Set problem -
Copy the entries word for word, starting with their first line and going on through the line that contains "611], [0, 714]]".

Available records -
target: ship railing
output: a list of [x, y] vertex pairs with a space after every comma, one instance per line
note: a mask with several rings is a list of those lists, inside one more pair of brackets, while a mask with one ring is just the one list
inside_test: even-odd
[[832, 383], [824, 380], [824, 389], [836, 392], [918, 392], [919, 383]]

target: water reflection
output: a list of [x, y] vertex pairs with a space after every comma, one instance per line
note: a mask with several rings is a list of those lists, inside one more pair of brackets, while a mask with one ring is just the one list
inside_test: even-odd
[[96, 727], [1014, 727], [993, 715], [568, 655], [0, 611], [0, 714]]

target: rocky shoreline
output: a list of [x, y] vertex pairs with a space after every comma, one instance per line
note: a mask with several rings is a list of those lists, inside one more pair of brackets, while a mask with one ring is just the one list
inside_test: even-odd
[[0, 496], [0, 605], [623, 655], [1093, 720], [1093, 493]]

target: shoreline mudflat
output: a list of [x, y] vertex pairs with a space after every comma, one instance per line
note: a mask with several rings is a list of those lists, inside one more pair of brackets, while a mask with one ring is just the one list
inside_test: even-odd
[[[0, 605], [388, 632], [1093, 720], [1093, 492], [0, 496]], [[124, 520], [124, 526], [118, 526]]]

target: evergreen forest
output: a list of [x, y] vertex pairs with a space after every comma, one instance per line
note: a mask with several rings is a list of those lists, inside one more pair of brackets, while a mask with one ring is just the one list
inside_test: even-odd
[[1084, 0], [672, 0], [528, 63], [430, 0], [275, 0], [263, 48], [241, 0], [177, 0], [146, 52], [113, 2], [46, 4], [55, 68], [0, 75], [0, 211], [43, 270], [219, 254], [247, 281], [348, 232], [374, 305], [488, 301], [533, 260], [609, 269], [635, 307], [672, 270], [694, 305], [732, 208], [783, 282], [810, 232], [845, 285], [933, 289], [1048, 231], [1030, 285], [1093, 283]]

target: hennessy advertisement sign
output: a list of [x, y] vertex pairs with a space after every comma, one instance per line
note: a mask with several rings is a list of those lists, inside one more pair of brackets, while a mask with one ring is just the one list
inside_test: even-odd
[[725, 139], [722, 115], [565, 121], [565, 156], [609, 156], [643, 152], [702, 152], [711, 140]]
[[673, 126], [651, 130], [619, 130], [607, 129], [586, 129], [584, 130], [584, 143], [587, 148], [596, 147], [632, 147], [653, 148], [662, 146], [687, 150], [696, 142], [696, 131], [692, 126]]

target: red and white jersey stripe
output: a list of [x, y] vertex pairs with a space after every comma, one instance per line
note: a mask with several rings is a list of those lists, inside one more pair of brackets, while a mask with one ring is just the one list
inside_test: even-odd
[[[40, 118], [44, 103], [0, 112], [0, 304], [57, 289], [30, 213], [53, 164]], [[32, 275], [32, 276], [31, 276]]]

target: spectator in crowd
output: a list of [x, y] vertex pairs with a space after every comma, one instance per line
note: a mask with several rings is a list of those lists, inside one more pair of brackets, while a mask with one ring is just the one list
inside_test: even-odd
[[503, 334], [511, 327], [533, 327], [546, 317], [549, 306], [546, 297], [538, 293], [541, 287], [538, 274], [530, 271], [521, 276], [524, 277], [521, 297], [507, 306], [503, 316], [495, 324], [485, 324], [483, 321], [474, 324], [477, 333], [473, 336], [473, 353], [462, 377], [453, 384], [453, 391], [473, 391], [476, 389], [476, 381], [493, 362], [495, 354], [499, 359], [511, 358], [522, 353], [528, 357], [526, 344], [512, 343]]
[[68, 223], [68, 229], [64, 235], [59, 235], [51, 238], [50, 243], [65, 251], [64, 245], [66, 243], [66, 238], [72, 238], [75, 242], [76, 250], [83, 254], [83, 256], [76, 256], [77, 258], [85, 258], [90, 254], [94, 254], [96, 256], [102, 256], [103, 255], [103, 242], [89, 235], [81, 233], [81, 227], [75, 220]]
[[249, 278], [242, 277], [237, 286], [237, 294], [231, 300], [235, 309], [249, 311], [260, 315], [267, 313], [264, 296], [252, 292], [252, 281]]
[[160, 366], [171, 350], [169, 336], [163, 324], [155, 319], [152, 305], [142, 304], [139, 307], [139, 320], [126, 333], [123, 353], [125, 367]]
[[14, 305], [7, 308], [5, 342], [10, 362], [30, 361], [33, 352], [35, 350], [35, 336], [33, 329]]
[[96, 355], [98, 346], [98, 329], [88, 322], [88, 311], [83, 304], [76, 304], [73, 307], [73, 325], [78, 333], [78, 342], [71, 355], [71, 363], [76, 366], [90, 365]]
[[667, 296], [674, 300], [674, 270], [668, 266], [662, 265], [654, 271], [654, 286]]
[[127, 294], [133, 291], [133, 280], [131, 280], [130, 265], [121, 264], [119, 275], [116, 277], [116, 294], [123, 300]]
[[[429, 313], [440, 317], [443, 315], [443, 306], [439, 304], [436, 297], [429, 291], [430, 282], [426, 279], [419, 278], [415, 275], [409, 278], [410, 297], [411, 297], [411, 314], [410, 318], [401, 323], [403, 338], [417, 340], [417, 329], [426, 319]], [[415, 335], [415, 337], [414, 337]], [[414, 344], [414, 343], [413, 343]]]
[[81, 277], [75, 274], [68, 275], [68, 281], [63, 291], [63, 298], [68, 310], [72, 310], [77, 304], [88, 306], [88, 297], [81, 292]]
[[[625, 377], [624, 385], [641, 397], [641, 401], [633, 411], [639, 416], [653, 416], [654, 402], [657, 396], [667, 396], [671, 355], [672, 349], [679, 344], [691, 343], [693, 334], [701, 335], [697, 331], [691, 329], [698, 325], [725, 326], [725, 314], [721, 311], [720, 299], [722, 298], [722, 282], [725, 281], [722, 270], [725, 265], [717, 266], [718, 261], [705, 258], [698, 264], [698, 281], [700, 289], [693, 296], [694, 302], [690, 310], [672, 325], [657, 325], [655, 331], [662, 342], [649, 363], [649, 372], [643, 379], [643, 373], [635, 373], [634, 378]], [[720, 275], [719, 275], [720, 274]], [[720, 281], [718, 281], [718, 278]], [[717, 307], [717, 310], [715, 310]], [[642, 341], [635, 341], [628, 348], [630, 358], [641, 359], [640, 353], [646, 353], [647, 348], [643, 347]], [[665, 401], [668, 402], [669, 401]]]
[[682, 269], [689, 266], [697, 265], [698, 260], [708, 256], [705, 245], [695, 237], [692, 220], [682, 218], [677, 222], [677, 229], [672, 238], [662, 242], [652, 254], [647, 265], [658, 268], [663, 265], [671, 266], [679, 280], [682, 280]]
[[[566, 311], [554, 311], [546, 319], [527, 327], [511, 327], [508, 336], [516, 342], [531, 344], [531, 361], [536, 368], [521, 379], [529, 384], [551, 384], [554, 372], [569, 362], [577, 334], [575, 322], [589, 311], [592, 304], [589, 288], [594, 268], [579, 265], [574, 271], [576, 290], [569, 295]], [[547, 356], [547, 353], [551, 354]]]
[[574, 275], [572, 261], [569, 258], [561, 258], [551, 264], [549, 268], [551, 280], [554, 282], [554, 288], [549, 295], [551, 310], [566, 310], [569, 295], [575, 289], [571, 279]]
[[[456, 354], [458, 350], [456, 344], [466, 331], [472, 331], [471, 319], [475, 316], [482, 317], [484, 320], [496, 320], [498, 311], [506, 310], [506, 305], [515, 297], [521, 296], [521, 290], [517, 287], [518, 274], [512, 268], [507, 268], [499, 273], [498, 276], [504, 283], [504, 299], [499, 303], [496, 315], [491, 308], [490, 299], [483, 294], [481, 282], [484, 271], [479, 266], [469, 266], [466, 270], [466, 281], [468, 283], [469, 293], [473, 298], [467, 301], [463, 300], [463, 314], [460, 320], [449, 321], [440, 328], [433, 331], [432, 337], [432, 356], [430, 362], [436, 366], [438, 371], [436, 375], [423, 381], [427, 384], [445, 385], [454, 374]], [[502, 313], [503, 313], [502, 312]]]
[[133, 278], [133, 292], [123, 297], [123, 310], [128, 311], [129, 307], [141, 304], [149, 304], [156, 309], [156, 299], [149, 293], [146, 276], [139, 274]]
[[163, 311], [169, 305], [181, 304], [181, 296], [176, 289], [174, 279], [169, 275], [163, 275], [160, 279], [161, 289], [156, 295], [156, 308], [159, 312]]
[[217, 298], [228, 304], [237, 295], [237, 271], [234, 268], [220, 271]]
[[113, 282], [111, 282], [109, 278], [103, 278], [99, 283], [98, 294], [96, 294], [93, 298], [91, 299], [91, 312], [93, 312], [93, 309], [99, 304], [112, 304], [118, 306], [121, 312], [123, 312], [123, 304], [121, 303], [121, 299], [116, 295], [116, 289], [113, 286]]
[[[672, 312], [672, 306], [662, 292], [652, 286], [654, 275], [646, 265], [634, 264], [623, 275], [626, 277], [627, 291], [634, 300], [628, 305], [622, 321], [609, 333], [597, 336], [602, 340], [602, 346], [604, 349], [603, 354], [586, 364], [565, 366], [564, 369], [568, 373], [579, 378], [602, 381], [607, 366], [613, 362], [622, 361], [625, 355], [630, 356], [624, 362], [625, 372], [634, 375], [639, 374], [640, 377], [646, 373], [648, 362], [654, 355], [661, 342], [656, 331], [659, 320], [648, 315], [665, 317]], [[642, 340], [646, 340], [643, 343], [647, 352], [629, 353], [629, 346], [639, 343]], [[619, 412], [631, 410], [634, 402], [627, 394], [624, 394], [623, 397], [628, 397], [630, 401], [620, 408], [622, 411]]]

The result -
target: ship railing
output: a list of [x, y] vertex pairs with a space after every comma, one instance per line
note: a mask with several rings is a list of those lists, inside one more pair of brackets, while a mask with one ring is just the one list
inside_test: even-odd
[[832, 383], [824, 380], [824, 389], [836, 392], [918, 392], [919, 383]]

target: water reflection
output: a list of [x, y] vertex pairs with a space after every comma, one instance per line
note: a mask with several rings is a list of those lists, inside one more pair of brackets, while a mask with one ring is just the one list
inside_test: even-odd
[[96, 727], [1014, 727], [993, 715], [568, 655], [0, 611], [0, 714]]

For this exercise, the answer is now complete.